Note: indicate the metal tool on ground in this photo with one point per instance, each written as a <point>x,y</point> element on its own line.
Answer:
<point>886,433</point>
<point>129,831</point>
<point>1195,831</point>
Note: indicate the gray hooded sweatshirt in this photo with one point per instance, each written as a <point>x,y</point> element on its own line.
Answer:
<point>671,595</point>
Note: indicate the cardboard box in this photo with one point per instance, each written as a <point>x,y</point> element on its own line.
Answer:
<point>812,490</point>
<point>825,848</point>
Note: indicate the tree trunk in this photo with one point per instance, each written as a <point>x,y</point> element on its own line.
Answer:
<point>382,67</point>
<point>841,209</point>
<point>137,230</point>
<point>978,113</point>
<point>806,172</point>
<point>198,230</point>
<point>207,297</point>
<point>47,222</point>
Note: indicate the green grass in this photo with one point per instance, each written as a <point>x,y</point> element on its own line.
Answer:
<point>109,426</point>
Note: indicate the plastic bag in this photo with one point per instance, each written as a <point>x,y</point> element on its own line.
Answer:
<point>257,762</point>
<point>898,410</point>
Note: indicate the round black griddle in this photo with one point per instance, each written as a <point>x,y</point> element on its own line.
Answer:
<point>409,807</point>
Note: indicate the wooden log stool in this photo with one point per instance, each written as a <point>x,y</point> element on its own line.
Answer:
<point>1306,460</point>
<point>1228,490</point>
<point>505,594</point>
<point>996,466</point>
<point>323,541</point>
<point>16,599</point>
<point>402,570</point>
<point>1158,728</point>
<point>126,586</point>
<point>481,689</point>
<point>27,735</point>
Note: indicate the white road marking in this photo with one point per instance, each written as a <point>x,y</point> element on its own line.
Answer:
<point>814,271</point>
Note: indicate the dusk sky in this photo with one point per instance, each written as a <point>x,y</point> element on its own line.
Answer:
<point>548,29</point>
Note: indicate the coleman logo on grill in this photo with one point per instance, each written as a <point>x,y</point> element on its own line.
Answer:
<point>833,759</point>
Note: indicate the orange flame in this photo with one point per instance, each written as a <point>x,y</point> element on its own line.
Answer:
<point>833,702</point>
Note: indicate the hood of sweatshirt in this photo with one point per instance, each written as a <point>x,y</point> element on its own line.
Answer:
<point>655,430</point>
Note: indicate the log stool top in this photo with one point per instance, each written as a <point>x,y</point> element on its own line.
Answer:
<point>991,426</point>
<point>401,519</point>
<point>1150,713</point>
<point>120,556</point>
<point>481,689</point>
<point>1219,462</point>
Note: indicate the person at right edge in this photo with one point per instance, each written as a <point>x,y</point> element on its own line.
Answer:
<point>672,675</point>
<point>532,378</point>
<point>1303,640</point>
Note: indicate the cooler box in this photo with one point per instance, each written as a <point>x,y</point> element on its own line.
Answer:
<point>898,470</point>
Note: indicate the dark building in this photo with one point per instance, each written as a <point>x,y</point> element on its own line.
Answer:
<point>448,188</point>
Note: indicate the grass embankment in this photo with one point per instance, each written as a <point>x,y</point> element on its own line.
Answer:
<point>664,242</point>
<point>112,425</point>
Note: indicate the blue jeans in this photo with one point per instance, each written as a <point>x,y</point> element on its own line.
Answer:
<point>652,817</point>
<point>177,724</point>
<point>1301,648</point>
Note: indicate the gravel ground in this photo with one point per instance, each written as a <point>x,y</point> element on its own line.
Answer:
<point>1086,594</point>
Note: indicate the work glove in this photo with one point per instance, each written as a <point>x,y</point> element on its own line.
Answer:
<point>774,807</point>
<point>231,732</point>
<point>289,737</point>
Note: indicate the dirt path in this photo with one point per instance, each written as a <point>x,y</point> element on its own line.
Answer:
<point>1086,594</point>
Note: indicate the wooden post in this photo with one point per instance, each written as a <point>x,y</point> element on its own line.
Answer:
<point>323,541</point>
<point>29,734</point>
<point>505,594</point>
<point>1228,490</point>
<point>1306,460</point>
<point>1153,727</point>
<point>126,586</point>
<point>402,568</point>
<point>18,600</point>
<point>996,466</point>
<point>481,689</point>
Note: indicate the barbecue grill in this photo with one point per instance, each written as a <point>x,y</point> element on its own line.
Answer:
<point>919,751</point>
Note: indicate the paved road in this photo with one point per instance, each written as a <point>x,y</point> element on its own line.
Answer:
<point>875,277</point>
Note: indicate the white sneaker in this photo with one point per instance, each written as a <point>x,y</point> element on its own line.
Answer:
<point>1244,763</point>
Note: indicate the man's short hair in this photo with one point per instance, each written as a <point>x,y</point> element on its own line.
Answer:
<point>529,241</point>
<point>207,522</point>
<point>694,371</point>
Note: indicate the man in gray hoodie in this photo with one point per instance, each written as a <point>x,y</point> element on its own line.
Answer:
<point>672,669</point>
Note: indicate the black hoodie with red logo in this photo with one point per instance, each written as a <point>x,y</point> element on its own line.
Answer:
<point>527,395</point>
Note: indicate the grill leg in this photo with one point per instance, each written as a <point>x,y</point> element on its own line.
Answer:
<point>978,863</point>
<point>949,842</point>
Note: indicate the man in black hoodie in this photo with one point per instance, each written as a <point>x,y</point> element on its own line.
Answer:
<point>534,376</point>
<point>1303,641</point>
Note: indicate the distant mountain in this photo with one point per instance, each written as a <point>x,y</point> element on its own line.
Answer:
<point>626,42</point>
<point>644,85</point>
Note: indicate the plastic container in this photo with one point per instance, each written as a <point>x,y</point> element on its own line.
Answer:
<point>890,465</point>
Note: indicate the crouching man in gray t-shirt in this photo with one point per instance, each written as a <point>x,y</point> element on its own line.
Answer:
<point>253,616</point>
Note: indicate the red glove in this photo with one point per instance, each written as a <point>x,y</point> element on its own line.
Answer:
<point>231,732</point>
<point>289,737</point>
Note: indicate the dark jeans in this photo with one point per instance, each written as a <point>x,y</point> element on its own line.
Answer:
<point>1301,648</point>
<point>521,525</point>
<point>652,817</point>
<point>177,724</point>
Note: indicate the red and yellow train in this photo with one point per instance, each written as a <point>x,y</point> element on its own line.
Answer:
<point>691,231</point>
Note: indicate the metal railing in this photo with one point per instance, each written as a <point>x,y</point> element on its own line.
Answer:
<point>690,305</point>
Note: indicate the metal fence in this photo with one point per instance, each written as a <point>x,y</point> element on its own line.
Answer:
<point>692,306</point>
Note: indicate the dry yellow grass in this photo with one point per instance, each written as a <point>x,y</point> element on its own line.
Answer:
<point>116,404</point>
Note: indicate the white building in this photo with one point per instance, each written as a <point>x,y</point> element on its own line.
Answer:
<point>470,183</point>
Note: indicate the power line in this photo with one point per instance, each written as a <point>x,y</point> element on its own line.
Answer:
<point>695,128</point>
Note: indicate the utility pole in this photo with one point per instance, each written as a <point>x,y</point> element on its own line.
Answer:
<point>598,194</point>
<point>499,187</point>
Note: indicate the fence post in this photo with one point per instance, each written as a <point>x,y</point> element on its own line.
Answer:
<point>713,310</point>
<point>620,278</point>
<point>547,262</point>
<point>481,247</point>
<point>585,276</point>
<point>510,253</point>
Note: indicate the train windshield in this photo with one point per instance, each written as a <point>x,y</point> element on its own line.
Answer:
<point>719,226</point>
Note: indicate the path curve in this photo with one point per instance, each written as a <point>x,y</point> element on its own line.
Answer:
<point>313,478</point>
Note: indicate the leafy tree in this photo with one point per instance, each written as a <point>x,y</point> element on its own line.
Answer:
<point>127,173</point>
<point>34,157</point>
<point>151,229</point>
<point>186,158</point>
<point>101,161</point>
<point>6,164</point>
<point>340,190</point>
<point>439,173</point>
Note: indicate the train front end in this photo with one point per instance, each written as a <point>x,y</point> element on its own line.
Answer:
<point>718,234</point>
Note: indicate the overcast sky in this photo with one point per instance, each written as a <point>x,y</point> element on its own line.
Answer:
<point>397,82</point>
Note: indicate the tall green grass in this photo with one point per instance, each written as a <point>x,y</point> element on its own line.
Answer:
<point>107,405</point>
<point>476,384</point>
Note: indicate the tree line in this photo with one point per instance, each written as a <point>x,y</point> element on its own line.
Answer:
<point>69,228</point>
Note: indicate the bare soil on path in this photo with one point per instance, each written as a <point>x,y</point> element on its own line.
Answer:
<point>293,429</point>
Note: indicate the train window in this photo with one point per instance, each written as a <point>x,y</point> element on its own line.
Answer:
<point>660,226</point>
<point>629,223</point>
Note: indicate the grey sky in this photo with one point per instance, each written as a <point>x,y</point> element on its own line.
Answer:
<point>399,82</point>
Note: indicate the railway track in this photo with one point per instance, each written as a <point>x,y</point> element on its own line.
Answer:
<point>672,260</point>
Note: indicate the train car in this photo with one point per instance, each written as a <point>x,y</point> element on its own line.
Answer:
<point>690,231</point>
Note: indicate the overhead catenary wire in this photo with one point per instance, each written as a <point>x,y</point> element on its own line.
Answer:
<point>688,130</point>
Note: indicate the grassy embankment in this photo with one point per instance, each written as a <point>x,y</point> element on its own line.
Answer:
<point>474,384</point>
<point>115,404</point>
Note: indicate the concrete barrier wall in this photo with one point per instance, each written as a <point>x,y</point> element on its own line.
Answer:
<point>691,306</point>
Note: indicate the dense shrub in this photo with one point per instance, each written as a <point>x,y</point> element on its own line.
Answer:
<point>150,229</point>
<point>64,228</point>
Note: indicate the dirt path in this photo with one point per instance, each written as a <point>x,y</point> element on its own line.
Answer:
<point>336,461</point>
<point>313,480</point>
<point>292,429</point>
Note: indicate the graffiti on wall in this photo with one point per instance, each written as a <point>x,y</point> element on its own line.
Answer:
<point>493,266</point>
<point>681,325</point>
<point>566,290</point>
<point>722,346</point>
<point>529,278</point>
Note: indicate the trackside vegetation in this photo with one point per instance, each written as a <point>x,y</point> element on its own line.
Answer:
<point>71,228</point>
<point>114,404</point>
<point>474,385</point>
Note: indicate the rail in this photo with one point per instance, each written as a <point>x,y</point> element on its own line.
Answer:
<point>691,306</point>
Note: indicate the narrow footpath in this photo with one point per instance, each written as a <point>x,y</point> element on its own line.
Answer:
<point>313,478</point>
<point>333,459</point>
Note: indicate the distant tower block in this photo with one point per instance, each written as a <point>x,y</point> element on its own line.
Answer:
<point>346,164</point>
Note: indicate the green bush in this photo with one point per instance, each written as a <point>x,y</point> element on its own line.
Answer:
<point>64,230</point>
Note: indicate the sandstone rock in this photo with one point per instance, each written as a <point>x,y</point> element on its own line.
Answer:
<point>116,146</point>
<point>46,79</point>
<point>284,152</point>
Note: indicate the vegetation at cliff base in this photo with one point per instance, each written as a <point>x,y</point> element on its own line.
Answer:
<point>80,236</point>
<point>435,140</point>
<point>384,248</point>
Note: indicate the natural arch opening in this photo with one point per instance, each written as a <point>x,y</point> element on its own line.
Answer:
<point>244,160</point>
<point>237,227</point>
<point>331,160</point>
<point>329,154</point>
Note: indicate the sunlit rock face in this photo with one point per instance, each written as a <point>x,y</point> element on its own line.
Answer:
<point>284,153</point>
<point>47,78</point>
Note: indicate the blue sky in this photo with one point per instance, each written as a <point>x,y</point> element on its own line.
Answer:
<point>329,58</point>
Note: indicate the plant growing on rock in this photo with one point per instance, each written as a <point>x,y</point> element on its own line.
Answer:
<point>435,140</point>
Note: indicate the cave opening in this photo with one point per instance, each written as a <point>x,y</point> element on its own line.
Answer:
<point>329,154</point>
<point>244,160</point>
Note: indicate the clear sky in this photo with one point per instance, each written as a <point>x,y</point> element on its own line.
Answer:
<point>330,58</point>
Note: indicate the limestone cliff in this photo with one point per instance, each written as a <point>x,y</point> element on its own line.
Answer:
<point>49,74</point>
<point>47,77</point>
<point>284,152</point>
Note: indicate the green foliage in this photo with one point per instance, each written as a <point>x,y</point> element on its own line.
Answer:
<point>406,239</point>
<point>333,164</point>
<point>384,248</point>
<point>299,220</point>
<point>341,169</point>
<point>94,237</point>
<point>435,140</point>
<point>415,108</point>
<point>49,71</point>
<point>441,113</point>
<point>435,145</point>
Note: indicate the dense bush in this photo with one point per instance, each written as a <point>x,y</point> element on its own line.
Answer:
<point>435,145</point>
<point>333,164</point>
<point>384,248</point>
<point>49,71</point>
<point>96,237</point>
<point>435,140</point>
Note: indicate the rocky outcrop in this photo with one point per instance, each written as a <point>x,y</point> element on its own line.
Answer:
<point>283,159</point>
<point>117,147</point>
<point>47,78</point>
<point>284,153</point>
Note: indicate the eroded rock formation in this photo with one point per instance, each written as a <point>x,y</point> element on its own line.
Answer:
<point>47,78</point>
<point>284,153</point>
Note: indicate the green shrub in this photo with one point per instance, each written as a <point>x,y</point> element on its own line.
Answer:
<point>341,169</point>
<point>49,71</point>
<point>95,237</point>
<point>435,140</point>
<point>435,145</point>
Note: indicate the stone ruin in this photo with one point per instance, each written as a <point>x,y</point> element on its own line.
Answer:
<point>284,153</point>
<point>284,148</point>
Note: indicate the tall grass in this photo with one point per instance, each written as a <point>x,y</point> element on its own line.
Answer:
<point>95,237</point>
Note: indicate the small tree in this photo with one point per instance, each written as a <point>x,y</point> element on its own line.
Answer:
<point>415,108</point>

## [TO DO]
The response should consist only of the lines from the one containing "Note: indicate the tall grass" to the end of the material above, both included.

## [WRITTEN REPLY]
Note: indicate the tall grass in this photo with one point per instance, each written as a <point>x,y</point> element on its own line.
Answer:
<point>95,237</point>
Note: indicate the small tree in this photo with one point per instance, each written as a <point>x,y</point> element on its own line.
Answer:
<point>415,108</point>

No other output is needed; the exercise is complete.